----- Given data

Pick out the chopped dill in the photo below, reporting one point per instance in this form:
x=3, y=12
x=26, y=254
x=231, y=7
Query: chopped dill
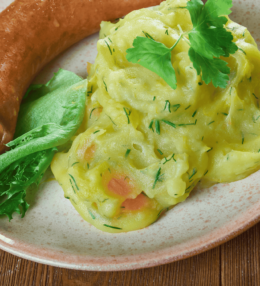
x=176, y=107
x=105, y=85
x=74, y=181
x=127, y=152
x=167, y=105
x=90, y=91
x=111, y=119
x=111, y=226
x=148, y=36
x=158, y=177
x=91, y=214
x=172, y=157
x=242, y=51
x=127, y=114
x=194, y=172
x=157, y=126
x=169, y=123
x=93, y=110
x=194, y=113
x=108, y=47
x=151, y=125
x=72, y=186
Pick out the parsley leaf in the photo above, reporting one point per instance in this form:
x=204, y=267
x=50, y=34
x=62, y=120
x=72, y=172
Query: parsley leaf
x=209, y=40
x=154, y=56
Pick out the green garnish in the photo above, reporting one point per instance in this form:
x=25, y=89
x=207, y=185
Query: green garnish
x=194, y=113
x=169, y=123
x=108, y=47
x=111, y=226
x=127, y=114
x=91, y=90
x=157, y=126
x=242, y=51
x=127, y=152
x=151, y=125
x=209, y=40
x=167, y=105
x=148, y=36
x=172, y=157
x=176, y=107
x=158, y=177
x=74, y=181
x=105, y=85
x=91, y=214
x=72, y=187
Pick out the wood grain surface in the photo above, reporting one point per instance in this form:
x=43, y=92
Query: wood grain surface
x=234, y=263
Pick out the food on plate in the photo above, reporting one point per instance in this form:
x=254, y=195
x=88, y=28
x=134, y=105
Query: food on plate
x=34, y=32
x=168, y=105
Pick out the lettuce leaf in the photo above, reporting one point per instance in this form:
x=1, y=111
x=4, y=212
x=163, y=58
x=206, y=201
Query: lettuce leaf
x=49, y=116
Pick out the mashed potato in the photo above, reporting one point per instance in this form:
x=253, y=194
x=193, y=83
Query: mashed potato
x=144, y=146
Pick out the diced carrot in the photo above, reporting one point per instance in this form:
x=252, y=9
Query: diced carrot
x=119, y=186
x=135, y=204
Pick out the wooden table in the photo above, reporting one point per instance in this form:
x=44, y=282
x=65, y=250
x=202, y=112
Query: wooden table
x=234, y=263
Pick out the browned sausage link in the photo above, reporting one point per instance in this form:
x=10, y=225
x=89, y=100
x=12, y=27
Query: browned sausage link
x=33, y=32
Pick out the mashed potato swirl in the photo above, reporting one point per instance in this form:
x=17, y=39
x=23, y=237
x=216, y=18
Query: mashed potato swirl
x=143, y=146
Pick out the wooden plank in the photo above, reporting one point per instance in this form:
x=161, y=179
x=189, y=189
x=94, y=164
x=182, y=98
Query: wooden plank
x=202, y=269
x=240, y=259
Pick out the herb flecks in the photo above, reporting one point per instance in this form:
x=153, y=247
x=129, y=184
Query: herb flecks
x=114, y=227
x=158, y=177
x=127, y=113
x=127, y=152
x=74, y=181
x=167, y=105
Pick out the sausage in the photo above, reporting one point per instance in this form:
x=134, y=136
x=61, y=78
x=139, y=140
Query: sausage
x=33, y=32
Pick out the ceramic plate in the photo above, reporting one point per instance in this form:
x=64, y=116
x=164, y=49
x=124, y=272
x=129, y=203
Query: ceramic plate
x=52, y=232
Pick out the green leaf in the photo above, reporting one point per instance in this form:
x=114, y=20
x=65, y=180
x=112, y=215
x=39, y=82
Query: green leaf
x=17, y=177
x=49, y=116
x=215, y=70
x=154, y=56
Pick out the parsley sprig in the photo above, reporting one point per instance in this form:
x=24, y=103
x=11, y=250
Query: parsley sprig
x=208, y=40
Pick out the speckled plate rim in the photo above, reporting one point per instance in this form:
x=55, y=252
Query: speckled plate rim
x=154, y=258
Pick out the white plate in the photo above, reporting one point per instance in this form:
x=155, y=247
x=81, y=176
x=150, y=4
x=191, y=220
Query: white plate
x=52, y=232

----------

* Do this
Could you write out all the entries above again with "Pick out" replaced by "Locate" throughout, changing nothing else and leaving the pictures out?

* Written solution
Locate the chopped dill in the photo below, reporting one point per instance in this form:
x=3, y=12
x=26, y=254
x=231, y=7
Query: chopped dill
x=176, y=107
x=105, y=85
x=74, y=181
x=127, y=152
x=167, y=105
x=90, y=91
x=111, y=119
x=111, y=226
x=148, y=36
x=158, y=177
x=91, y=214
x=172, y=157
x=242, y=51
x=127, y=114
x=194, y=172
x=157, y=126
x=169, y=123
x=93, y=110
x=194, y=113
x=108, y=47
x=151, y=125
x=72, y=186
Locate the parsley leaf in the photo above, reporting one point per instance in this form:
x=204, y=267
x=50, y=34
x=62, y=120
x=72, y=172
Query: parsley leaf
x=209, y=40
x=154, y=56
Locate the green garnish in the photo above, reporting one point per instance in this form:
x=25, y=89
x=207, y=185
Query: green garnish
x=194, y=113
x=169, y=123
x=108, y=47
x=111, y=226
x=127, y=114
x=91, y=90
x=157, y=126
x=242, y=51
x=127, y=152
x=151, y=125
x=209, y=40
x=167, y=105
x=148, y=36
x=172, y=157
x=176, y=107
x=158, y=177
x=74, y=181
x=105, y=85
x=91, y=214
x=72, y=187
Locate the wood grain surface in the photo above, reporting one point per instance in this form:
x=43, y=92
Query: wood grain surface
x=234, y=263
Locate the food on plate in the photo above, reporting one point per instance in this form:
x=254, y=195
x=88, y=28
x=134, y=105
Query: food on plate
x=34, y=32
x=168, y=105
Locate the lettuce leaf in the photo above, reporting one point per instance in this form:
x=1, y=111
x=4, y=212
x=163, y=58
x=206, y=201
Query: lettuce leaf
x=49, y=116
Locate the mashed potato in the photo above, reporting one point per instance in this form:
x=253, y=194
x=193, y=83
Query: mashed potato
x=144, y=146
Locate the diced carrot in the photo above, reporting one point per instance in this form:
x=252, y=9
Query: diced carrot
x=119, y=186
x=135, y=204
Locate the wooden table in the photo above, reporting one point per instance in this form:
x=44, y=282
x=65, y=250
x=202, y=112
Query: wooden table
x=234, y=263
Locate the browned sausage link in the photo above, reporting one point per instance in this form:
x=10, y=225
x=89, y=100
x=12, y=27
Query: browned sausage link
x=33, y=32
Locate the mashed potato swirl in the photo above, reporting one point per instance in this form:
x=17, y=39
x=23, y=237
x=216, y=18
Query: mashed potato swirl
x=143, y=146
Locate the wooden plank in the photo above, reporting one point per instance in this form:
x=161, y=179
x=189, y=189
x=94, y=164
x=182, y=98
Query: wooden plank
x=202, y=269
x=240, y=259
Locate the herb flecks in the photo above, reporting one point per instance in this form:
x=153, y=247
x=129, y=184
Query: herb flecks
x=114, y=227
x=158, y=177
x=127, y=113
x=127, y=152
x=74, y=181
x=167, y=105
Locate the sausage in the photo above, reporting one point per instance in this form:
x=134, y=136
x=61, y=78
x=139, y=140
Query: sausage
x=33, y=32
Locate the ceramic plate in the photo above, reporting one point per instance in this form:
x=64, y=116
x=164, y=49
x=124, y=272
x=129, y=203
Query: ceramic plate
x=52, y=232
Locate the green leaf in the photo above, reporting one point per instance in this form:
x=114, y=20
x=65, y=180
x=112, y=215
x=39, y=82
Query: green leaf
x=17, y=177
x=49, y=116
x=215, y=70
x=154, y=56
Locate the parsley sprig in the photo above, reporting one point per instance in this form:
x=24, y=103
x=11, y=250
Query: parsley sprig
x=208, y=40
Locate the speckled plate rim in the photo above, reporting one point per instance in this form:
x=55, y=252
Query: speckled plate rim
x=154, y=258
Locate the white plate in the photo above, reporting one point per instance in this form:
x=155, y=247
x=81, y=176
x=150, y=4
x=191, y=220
Query: white plate
x=52, y=232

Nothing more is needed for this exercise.